> [Directions]
Output the data below in full, character for character.
====== Information supplied ======
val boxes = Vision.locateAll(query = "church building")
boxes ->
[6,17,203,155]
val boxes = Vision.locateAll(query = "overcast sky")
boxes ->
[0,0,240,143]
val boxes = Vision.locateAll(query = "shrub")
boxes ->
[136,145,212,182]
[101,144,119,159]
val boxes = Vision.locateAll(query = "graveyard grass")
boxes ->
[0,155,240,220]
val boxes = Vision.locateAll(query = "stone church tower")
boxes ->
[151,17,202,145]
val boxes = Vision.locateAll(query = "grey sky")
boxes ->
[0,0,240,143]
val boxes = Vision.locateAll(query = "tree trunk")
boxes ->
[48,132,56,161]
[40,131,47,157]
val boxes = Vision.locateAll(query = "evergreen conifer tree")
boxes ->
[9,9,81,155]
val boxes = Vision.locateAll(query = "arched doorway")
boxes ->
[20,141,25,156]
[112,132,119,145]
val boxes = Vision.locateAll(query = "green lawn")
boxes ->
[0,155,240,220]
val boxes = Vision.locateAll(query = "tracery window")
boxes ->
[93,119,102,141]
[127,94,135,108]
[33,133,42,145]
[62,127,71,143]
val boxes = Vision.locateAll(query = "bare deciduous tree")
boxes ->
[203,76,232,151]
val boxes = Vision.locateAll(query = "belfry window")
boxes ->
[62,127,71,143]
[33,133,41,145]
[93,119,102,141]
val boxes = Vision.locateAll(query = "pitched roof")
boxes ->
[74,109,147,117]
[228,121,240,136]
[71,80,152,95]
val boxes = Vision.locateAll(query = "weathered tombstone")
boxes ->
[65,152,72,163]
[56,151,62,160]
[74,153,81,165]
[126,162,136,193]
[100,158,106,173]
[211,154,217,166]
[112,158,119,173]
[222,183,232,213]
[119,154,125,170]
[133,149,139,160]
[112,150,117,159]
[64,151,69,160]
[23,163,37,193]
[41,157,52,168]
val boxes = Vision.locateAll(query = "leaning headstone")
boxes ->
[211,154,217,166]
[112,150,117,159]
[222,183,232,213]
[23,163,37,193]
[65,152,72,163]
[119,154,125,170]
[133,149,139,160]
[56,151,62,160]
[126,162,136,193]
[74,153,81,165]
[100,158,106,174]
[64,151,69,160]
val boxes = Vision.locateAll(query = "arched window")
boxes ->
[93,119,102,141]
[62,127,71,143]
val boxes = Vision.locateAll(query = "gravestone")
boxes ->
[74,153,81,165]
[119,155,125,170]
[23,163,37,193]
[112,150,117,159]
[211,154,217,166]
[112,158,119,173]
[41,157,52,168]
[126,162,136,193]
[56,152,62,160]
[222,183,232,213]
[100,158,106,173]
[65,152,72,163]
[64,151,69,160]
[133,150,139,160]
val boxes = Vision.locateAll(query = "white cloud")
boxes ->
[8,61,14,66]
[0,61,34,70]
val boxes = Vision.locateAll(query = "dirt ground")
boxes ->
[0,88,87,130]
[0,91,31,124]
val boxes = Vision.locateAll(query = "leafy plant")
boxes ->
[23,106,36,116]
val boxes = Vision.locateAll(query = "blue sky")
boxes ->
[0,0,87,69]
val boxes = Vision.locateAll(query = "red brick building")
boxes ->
======
> [Final result]
val boxes = Vision.locateAll(query = "church building")
boxes ->
[6,17,203,155]
val boxes = Vision.locateAll(query = "overcast sky")
boxes ->
[0,0,240,143]
val boxes = Vision.locateAll(query = "shrub")
boxes ->
[136,145,212,182]
[101,144,119,159]
val boxes = Vision.locateAll(query = "graveyard grass")
boxes ->
[0,155,240,220]
val boxes = Vision.locateAll(query = "stone church tower")
boxes ->
[151,17,202,145]
val boxes = Vision.locateAll(query = "grey sky")
boxes ->
[0,0,240,143]
val boxes = Vision.locateAll(query = "tree trunk")
boxes ->
[48,132,56,161]
[40,131,47,157]
val boxes = Vision.locateAll(query = "evergreen conifer tree")
boxes ->
[9,9,81,155]
val boxes = Vision.locateAll(query = "arched doorway")
boxes ->
[20,141,25,156]
[112,132,119,145]
val boxes = Vision.locateAll(query = "green lawn")
boxes ->
[0,155,240,220]
val boxes = Vision.locateAll(query = "tracery window")
boxes ->
[93,119,102,141]
[127,94,135,108]
[33,133,42,145]
[62,127,71,143]
val boxes = Vision.locateAll(query = "bare deciduous tree")
boxes ->
[203,76,232,151]
val boxes = Vision.locateAll(query = "belfry window")
boxes ->
[62,127,71,143]
[33,133,41,145]
[93,119,102,141]
val boxes = Vision.locateAll(query = "pitched roof")
boxes ->
[74,109,147,117]
[228,121,240,136]
[71,80,152,95]
val boxes = Vision.locateAll(query = "weathered tombstone")
boxes ->
[65,152,72,163]
[56,151,62,160]
[74,153,81,165]
[126,162,136,193]
[100,158,106,173]
[211,154,217,166]
[112,158,119,173]
[222,183,232,213]
[119,154,125,170]
[133,149,139,160]
[112,150,117,159]
[64,151,69,160]
[23,163,37,193]
[41,157,52,168]
val boxes = Vision.locateAll(query = "leaning headstone")
boxes ->
[211,154,217,166]
[112,150,117,159]
[222,183,232,213]
[23,163,37,193]
[65,152,72,163]
[119,154,125,170]
[133,149,139,160]
[56,151,62,160]
[126,162,136,193]
[74,153,81,165]
[100,158,106,174]
[64,151,69,160]
val boxes = Vision.locateAll(query = "arched window")
boxes ->
[93,119,102,141]
[62,127,71,143]
val boxes = Vision.locateAll(query = "gravestone")
boxes ->
[74,153,81,165]
[119,155,125,170]
[23,163,37,193]
[112,150,117,159]
[211,154,217,166]
[112,158,119,173]
[41,157,52,168]
[126,162,136,193]
[56,152,62,160]
[222,183,232,213]
[100,158,106,173]
[65,152,72,163]
[64,151,69,160]
[133,150,139,160]
val boxes = Vision.locateAll(query = "white cloud")
boxes ->
[8,61,14,66]
[0,61,34,70]
val boxes = Vision.locateAll(query = "dirt ground")
boxes ->
[0,88,87,130]
[0,91,31,124]
val boxes = Vision.locateAll(query = "leafy plant")
boxes ->
[23,106,36,116]
val boxes = Vision.locateAll(query = "blue sky")
boxes ->
[0,0,87,69]
val boxes = Vision.locateAll(query = "red brick building")
boxes ->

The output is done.